▶ **Given instruction**: From the text on college basketball referees below, copy word for word the part that begins with "After the meeting, the" and ends after "the regular season.".

====== Text extract

For some, college basketball officiating is an occupation. For others, it’s an avocation. But the purpose is to provide student-athletes with the best possible competitive experience.

Few professions are subjected to such scrutiny. Officials rely on experience and training, and each other, to try to make every call the right one. Analysts, coaches, media members, student-athletes and fans all think they know better.

When discussing replay procedures, the officials joke that they should just poll the audience. (Plays are also shown on the Jumbotron.) Sixteen cameras will capture the action.

While officials try to keep the mood light, college basketball is serious business. They know what’s at stake and understand the pressures programs face.

“The thing is, they are harder on themselves than anyone else is,” Struckhoff says later, noting that outside variables such as coaching salaries and television replays magnify any mistakes. “The expectation of the profession is a little scary…They try never to make a mistake. We hope when they make a mistake it’s not at a pivotal time of the game. They’ve just got to do the best job they can.”

The officials must trust their partners, and themselves, to make instantaneous decisions under pressure. Good play-calling and proper mechanics are as important to the refs as to the players and coaches.

 “It’s what we do to prepare…we’re always in the rule book, we study the game of basketball and are always talking about it,” Grinter says.

The three most important aspects of officiating? Communication, communication and communication.

“You got here not only because of your overall ability but your ability to create great chemistry within the crew,” Tina Krah, NCAA director of the Division I Women’s Basketball Championship, tells the group.

After the meeting, the officials enjoy some down time. A little shopping, a light workout, lunch and a nap, not necessarily in that order, are often parts of a pre-game routine. It’s a familiar one, as most full-time officials are on the road working about 80 games during the regular season.

The officials reconvene a little before 5 p.m. and head to Conseco Fieldhouse dressed up to take a picture on center court. Then they’ll head to the officials locker room tucked away in the bowels of Conseco and change into their work clothes in preparation for the 7:06 p.m. tip.

The locker room consists of a sofa and chairs situated around a dry-erase board and television mounted on the wall. There’s a separate dressing area. For an official needing to whet her whistle, an assortment of drinks and bananas, granola bars, oranges and pretzels are available. (While Mattingly jokes that she could eat an entire pizza before she goes out on the floor, others prefer a five-hour window.)

============
====== Excerpted data

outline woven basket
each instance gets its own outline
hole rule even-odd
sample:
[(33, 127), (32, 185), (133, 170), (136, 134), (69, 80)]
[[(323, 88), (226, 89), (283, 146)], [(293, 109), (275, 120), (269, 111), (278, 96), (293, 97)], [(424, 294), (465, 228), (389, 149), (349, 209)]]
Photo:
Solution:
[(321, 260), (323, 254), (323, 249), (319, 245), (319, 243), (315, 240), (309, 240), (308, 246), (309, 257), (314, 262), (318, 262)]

============

▶ **Correct result**:
After the meeting, the officials enjoy some down time. A little shopping, a light workout, lunch and a nap, not necessarily in that order, are often parts of a pre-game routine. It’s a familiar one, as most full-time officials are on the road working about 80 games during the regular season.